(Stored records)
::::
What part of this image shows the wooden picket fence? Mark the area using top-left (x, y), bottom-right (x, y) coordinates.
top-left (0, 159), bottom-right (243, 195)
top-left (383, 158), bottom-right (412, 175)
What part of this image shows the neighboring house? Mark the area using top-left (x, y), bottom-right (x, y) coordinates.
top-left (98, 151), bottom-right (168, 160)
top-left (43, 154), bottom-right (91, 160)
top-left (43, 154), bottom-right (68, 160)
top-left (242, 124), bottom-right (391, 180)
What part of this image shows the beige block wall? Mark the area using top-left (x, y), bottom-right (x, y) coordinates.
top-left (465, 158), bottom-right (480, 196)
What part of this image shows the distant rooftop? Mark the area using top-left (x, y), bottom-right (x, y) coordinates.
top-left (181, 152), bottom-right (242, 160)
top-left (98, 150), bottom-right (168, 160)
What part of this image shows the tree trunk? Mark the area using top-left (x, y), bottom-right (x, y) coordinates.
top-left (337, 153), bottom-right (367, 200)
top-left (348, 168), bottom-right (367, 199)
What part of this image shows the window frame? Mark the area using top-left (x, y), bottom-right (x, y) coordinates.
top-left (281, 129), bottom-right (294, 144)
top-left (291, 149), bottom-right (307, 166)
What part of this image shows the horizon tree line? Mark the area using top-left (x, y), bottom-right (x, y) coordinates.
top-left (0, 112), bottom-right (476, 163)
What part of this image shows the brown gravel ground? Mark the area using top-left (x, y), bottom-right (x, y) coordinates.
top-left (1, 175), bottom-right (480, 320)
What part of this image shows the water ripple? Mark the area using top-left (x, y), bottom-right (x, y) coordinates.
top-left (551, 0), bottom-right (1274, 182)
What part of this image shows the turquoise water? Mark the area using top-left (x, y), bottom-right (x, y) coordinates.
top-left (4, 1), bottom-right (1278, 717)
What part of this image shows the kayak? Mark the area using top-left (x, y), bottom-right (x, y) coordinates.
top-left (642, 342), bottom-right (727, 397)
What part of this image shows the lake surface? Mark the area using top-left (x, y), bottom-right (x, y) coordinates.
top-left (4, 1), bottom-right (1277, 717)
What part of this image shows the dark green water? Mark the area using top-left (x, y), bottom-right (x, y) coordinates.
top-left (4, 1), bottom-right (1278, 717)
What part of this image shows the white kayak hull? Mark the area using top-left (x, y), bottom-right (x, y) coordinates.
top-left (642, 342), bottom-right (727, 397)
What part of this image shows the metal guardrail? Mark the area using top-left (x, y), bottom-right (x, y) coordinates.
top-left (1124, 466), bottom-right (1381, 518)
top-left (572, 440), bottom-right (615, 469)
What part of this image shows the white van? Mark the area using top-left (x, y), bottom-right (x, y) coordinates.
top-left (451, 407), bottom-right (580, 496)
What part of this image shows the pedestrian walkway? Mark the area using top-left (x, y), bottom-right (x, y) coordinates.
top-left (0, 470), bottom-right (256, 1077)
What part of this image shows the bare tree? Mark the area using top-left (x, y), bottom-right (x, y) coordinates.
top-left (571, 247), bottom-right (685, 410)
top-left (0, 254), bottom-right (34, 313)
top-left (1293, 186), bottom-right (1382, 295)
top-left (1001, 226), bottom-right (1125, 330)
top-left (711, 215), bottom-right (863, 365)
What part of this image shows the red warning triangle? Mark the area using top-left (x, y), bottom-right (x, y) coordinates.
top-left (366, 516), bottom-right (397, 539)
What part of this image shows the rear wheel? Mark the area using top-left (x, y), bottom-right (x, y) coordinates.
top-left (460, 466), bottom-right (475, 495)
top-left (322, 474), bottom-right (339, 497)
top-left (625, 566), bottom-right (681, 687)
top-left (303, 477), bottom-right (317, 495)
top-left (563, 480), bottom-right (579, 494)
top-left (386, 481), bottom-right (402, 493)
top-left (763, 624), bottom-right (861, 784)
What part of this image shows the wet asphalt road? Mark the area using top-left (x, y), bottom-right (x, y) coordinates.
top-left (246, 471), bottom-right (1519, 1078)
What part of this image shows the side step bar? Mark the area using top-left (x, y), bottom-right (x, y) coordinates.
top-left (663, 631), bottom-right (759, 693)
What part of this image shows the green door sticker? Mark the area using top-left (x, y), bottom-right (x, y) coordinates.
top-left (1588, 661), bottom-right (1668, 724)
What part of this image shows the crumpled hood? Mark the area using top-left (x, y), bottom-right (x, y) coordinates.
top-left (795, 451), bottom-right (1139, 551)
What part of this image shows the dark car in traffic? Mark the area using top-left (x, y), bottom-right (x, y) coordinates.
::::
__Work instruction__: Only the final stretch of the entries above is needed: print exactly the lines from the line containing "What part of this image shows the green" through the last one.

__Answer space__:
What part of this image shows the green door sticker? Mark the area using top-left (x, y), bottom-right (x, y) coordinates.
top-left (1588, 661), bottom-right (1668, 724)
What part of this image shows the crumpled hood? Mark the area using top-left (x, y), bottom-right (x, y) coordinates.
top-left (795, 451), bottom-right (1139, 551)
What part of this image shows the dark car in traffic? Mark the area using top-left (x, y), bottom-right (x, y) coordinates.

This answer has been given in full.